* Task instructions:
- 1) From the forum thread on Liberty University's Ph.D. program, return the stretch from "## Montanablue (Nov" through "Riese (Nov 11, 2009)", word for word.
- 2) In the forum thread on Liberty University's Ph.D. program, which school does SemperEruditio suggest looking into?
- 3) Translate this sentence from the forum thread on Liberty University's Ph.D. program into Spanish: "There are a few very fine faculty, which any student would benefit from."
++++ Source ++++
# Liberty University's Ph.D. Program



## Marrow Man (Nov 11, 2009)

Just as a curiosity/info-gathering question: If someone is familiar enough with Liberty University's Ph.D. program, I would like to see opinions, recommendations, etc. on this thread. (Note: I am not stating this as a question in order to avoid the wrath of Josh  ).

It appears to be an accredited program. I cannot see if there is a language requirement. It is "blended" (distance plus one-week intensive on-campus courses). I would have problems with the statement of faith (disagree over things like the church and eschatology), so I am wondering if others here have had to jump this hurdle and if there were problems. Of course, it is not Reformed, and I have my doubts about the nature of the apologetics program. If anyone could offer up some knowledge, it would be greatly appreciated.


----------



## CharlieJ (Nov 11, 2009)

*Doubtful Worth*

The evaluation really depends upon the prospective student's goals. If he is pursuing doctoral education to prepare for an academic career, Liberty carries insufficient clout to make landing a job likely, except at third-tier Bible colleges.

If a pastor intending to gain additional knowledge and skills for ministry, he should look at the faculty list and ask whether learning from those people would be productive.

Personally, I can't see why any person would do PhD work at Liberty unless he just wants an easy way to get a piece of paper. The quality of education is extremely low. (I have several family members and friends who are either at Liberty or recently finished there).


----------



## JTB (Nov 11, 2009)

> Personally, I can't see why any person would do PhD work at Liberty unless he just wants an easy way to get a piece of paper. The quality of education is extremely low. (I have several family members and friends who are either at Liberty or recently finished there).



As a former undergraduate student of LU (class of '04), I generally concur with this statement. There are a few very fine faculty, which any student would benefit from. However, I do not think there are enough to offset the deficiencies of the rest of the faculty.


----------



## Notthemama1984 (Nov 11, 2009)

I am going to agree with the others. I only went to LU for my undergrad because of their online program and they work with the military. I was not impressed with the education I received.


----------



## Montanablue (Nov 11, 2009)

A few of my friends went to Liberty (undergraduate). They received a very poor education - especially the women, who were encouraged tot ake courses in things like "home-making" rather than chemistry, literature, or history. I don't have specific knowledge of the Ph.D. program, but the place as a whole leaves a bad taste in my mouth.


----------



## Nathan Riese (Nov 11, 2009)

Arminian, Dispensationally and New Evangelically influenced SO I HEAR (not written in stone).

I know someone who's going there for a Master's degree. He's basically going there for the piece of paper and for financial purposes and convenience, not exactly for the academics.

In other words, i've only heard reasons why NOT to go there, not reasons TO go there.


----------



## Marrow Man (Nov 11, 2009)

Good comments, all. You have essentially affirmed my thinking on the situation, but I wanted to ask.


----------



## SemperEruditio (Nov 11, 2009)

Look into Southern Baptist. They have a modular Ph.D. which I might be applying for in a couple years.
++++ Given data ++++
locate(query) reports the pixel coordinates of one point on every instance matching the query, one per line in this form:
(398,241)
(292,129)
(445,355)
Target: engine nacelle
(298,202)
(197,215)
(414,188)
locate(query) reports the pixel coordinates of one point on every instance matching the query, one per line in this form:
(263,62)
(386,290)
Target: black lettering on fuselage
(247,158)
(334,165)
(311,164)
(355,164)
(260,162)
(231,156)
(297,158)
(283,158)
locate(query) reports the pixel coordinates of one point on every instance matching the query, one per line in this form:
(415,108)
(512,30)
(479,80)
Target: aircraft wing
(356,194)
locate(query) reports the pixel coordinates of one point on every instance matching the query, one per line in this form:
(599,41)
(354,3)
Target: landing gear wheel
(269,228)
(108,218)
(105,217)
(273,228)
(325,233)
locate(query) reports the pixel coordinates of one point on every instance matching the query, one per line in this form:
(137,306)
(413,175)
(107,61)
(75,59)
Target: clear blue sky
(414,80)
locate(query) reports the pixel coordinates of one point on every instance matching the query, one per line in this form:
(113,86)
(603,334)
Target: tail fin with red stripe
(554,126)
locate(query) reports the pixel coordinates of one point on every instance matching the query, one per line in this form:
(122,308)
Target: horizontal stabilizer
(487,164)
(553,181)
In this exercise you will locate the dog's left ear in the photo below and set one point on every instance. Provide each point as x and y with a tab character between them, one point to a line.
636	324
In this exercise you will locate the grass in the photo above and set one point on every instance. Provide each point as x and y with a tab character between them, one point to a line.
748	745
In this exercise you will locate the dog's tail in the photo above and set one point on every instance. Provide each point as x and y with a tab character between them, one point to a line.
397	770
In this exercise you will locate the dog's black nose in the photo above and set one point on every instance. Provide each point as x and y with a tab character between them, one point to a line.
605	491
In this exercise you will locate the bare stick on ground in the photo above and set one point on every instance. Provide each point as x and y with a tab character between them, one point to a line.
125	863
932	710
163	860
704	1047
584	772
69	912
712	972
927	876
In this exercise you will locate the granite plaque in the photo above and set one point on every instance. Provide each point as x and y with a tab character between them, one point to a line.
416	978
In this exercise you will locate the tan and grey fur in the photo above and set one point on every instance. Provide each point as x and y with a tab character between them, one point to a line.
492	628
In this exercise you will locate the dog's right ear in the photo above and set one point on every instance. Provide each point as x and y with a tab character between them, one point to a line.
++++
* Worked answers:
- 1)
## Montanablue (Nov 11, 2009)

A few of my friends went to Liberty (undergraduate). They received a very poor education - especially the women, who were encouraged tot ake courses in things like "home-making" rather than chemistry, literature, or history. I don't have specific knowledge of the Ph.D. program, but the place as a whole leaves a bad taste in my mouth.


----------



## Nathan Riese (Nov 11, 2009)

- 2) Southern Baptist, which has a modular Ph.D.

- 3) Hay unos pocos profesores muy buenos, de los que cualquier estudiante se beneficiaría.